(Yang Harus Dibuat): Tuliskan kembali tanpa perubahan bagian jurnal refleksi di bawah ini, mulai dari "JURNAL MINGGU KE -- 24" sampai dengan "merefleksikan materi pembelajaran.", termasuk kedua kata tersebut.

(Teks Sumber):
JURNAL MINGGU KE -- 24 Refleksi CGP di Modul 3.3 Program Berpihak pada Murid
Oleh : Darsono - SMK Negeri 6 Surakarta
Tidak terlalu terasa dan semua berjalan mulus seperti biasa kita telah memasuki akhir sesi yakni Modul 3.3 tepatnya Jurnal Minggu ke-24 setelah ini tidak ada jurnal mingguan lagi. Oleh karena itu, pertama saya mengucapkan syukur pada Allah SWT telah diberikan sehat untuk saya dan keluarga, diberi sempat untuk kami dan diberi hidayah untuk kami menetapi agama yang Hag agama yang lurus menuju surga selamat dari neraka.
Di sisa waktu ini ijinkan saya berbagi pada aksi Modul 3.3 kali ini menggunakan Model 5 meliputi : Connection, challenge, concept, change (4C) Model ini dikembangkan oleh Ritchhart, Church dan Morrison (2011). Mdel ini cocok untuk digunakan dalam merefleksikan materi pembelajaran.
Connection:
Fenomena pendidikan guru penggerak merupakan pendidikan dan pelatihan yang benar-benar fresh, baru terbarukan sekaligus menambah asupan baterai filosofi pendidikan yang selama ini hilang atau tertutupi oleh target kurikulum, kompetensi, capaian-capaian yang sangat ketat. Oleh karena itu dalam pendidikan guru penggerak ini hal yang penting adalah proses menuntun yang dilakukan guru untuk memerdekakan belajar murid akan cepat terrealisasi dengan program-program sekolah yang berdampak pada murid. Program-program sekolah yang mengarahkan dan menuntun murid untuk bisa hidup sesuai kodrat alam dan zamannya. Maka dari itu segala potensi yang dimiliki murid akan berkembang optimal dengan program yang berpihak pada dirinya.

(Data yang Diberikan):

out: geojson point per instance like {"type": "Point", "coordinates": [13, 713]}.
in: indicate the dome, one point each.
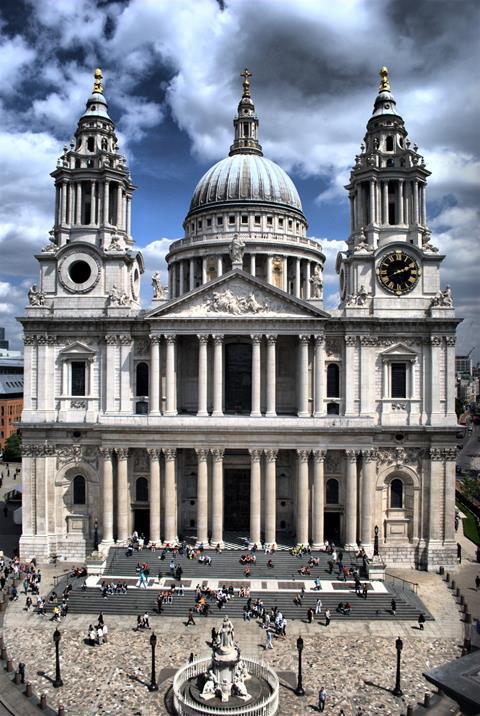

(Hasil Tugas):
JURNAL MINGGU KE -- 24 Refleksi CGP di Modul 3.3 Program Berpihak pada Murid
Oleh : Darsono - SMK Negeri 6 Surakarta
Tidak terlalu terasa dan semua berjalan mulus seperti biasa kita telah memasuki akhir sesi yakni Modul 3.3 tepatnya Jurnal Minggu ke-24 setelah ini tidak ada jurnal mingguan lagi. Oleh karena itu, pertama saya mengucapkan syukur pada Allah SWT telah diberikan sehat untuk saya dan keluarga, diberi sempat untuk kami dan diberi hidayah untuk kami menetapi agama yang Hag agama yang lurus menuju surga selamat dari neraka.
Di sisa waktu ini ijinkan saya berbagi pada aksi Modul 3.3 kali ini menggunakan Model 5 meliputi : Connection, challenge, concept, change (4C) Model ini dikembangkan oleh Ritchhart, Church dan Morrison (2011). Mdel ini cocok untuk digunakan dalam merefleksikan materi pembelajaran.